Start of Block
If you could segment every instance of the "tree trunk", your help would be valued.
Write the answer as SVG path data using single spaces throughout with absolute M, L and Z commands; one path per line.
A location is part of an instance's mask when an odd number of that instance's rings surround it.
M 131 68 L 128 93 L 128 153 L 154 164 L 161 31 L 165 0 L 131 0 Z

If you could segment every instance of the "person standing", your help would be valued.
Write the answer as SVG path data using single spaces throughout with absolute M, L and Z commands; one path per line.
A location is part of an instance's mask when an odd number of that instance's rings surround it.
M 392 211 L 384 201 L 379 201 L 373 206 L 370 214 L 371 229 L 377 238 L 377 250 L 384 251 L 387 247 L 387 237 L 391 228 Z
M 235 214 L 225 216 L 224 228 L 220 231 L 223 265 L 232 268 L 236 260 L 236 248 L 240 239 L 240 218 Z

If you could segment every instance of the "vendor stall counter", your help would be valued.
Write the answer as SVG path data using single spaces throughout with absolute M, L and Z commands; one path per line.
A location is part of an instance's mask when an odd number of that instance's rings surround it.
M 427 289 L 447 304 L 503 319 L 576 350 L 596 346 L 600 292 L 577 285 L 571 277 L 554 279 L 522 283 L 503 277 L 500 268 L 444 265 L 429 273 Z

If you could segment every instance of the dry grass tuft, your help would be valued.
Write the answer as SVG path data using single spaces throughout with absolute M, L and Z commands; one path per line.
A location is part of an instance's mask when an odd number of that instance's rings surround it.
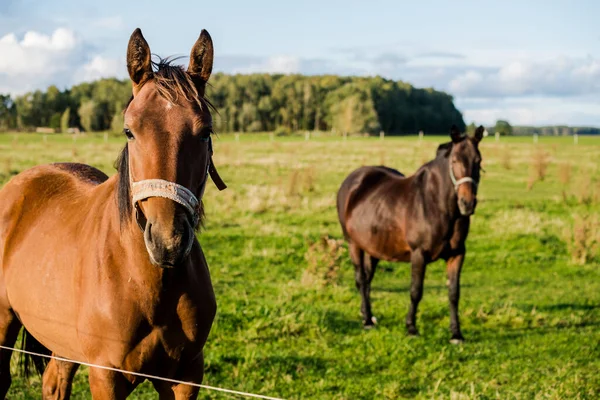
End of Block
**Directions for this task**
Leave the images out and output the remaining material exactly as it stands.

**Solution below**
If you could segment every instance of the "tree trunk", your help would be valued.
Write the answer as SVG path data using single spaces throughout with absolute M, L and Z commands; one path per line.
A location is part of an instance's mask when an odd number of that instance's rings surround it.
M 131 68 L 128 93 L 128 153 L 154 164 L 161 31 L 165 0 L 131 0 Z

If you could segment every instance of the "person standing", your help would be valued.
Write the answer as SVG path data using single spaces throughout with absolute M, L and Z commands; one path per line.
A location is part of an instance's mask when an odd number of that instance's rings surround it.
M 392 211 L 384 201 L 379 201 L 373 206 L 370 214 L 371 229 L 377 238 L 377 250 L 384 251 L 387 247 L 387 237 L 391 228 Z
M 235 214 L 225 216 L 224 228 L 220 231 L 223 265 L 232 268 L 236 260 L 236 248 L 240 239 L 240 218 Z

If you could segment every instance of the "vendor stall counter", your help would be valued.
Write the answer as SVG path data using single spaces throughout with absolute M, L and Z commands; one path per line.
A location is part of an instance's mask when an odd number of that instance's rings surround it.
M 427 289 L 447 304 L 503 319 L 576 350 L 596 346 L 600 292 L 577 285 L 571 277 L 554 279 L 522 283 L 503 277 L 500 268 L 444 265 L 429 273 Z

If you could segment every instance of the dry grass tuft, your help would be valued.
Write the answer as SVG path data using single spaces throughout with absolute M, L and Z commands; one path per line.
A location is part of an instance's mask when an odd number of that instance's rings surround it.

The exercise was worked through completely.